Extrait de page:
※ ※ ※
Jean-Pierre Bemba

Chef du Mouvement de libération du Congo (MLC)

Publié le 12 janvier 2009 Lecture : 3 minutes.

Le règlement de la prison de Scheveningen, une banlieue cossue de La Haye, interdit les visites le soir, fêtes comprises. Alors, pour Noël et le jour de l’an, Jean-Pierre Bemba a fait comme d’habitude. Il a dîné avec les autres pensionnaires : Charles Taylor, ex-président du Liberia, Thomas Lubanga, Germain Katanga et Mathieu Ngudjolo, un trio de miliciens congolais. Et, comme d’habitude, le repas n’avait rien d’une agape. Tant mieux pour la silhouette de Bemba, que ses médecins jugeaient par trop massive : selon son épouse, Liliane, le chef du Mouvement de libération du Congo (MLC) a « beaucoup maigri » depuis son arrestation, en mai dernier, pour crimes de guerre et crimes contre l’humanité.
※ ※ ※
Données extraites:

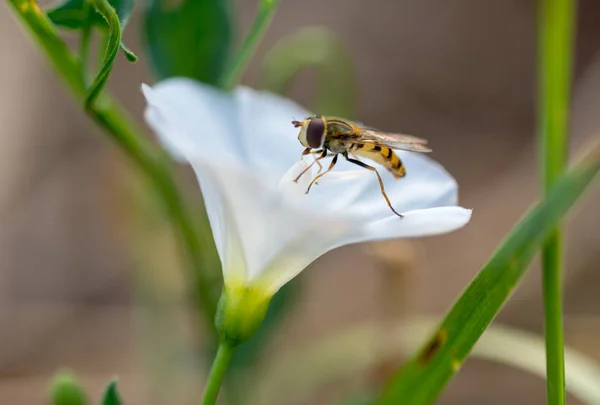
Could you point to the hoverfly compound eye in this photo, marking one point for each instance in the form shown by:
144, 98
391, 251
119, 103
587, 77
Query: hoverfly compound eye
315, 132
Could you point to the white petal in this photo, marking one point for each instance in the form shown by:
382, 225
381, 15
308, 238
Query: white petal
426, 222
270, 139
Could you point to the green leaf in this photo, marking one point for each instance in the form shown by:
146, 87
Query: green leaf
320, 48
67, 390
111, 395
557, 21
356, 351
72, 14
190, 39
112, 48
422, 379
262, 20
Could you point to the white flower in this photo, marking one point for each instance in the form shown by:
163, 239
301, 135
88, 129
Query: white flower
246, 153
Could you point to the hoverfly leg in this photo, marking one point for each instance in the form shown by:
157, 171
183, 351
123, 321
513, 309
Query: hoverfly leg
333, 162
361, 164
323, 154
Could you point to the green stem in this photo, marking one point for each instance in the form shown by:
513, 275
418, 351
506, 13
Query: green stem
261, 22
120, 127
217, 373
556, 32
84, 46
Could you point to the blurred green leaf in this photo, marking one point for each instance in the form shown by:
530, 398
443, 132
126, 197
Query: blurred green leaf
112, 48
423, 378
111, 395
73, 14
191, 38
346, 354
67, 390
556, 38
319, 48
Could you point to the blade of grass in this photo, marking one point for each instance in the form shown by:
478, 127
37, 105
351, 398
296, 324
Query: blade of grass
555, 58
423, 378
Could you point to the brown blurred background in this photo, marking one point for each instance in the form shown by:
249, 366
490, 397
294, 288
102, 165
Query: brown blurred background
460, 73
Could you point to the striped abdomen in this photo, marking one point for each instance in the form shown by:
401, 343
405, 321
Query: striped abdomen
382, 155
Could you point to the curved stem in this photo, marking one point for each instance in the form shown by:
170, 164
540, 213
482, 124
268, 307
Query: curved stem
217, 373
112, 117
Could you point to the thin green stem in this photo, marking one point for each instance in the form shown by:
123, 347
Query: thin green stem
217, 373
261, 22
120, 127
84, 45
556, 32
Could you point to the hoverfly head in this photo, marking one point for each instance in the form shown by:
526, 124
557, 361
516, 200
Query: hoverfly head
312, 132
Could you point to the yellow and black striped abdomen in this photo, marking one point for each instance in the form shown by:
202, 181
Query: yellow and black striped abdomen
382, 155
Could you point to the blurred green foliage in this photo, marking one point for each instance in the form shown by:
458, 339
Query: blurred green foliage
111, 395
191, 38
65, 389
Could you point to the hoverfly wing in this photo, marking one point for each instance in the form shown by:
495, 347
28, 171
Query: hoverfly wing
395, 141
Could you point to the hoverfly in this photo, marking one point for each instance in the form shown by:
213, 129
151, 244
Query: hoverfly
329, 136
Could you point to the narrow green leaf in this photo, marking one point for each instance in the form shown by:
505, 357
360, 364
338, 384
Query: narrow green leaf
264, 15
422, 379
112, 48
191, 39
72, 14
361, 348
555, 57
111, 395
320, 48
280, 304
※ ※ ※
Consigne A: Comment traduire en anglais cette phrase de l'article sur Jean-Pierre Bemba : « Alors, pour Noël et le jour de l'an, Jean-Pierre Bemba a fait comme d'habitude. » ?
Consigne B: Quelle suite donneriez-vous à l'article sur Jean-Pierre Bemba, après sa dernière phrase ?
Le matériel n'a aucun lien avec l'article sur Jean-Pierre Bemba.

Réponse A: So, for Christmas and New Year's Day, Jean-Pierre Bemba did as usual.

Réponse B:
Ceux qui n’ont pas rendu visite au poids lourd de l’opposition congolaise ces huit derniers mois pourront juger de sa ligne par eux-mêmes : du 12 au 15 janvier, il comparaît publiquement devant la Cour pénale internationale (CPI), à La Haye, dans le cadre de l’audience de « confirmation des charges ». Quatre jours pendant lesquels la Chambre préliminaire III est censée écouter le procureur, l’Argentin Luis Moreno-Ocampo, expliquer pourquoi Jean-Pierre Bemba Gombo, 46 ans, doit être jugé.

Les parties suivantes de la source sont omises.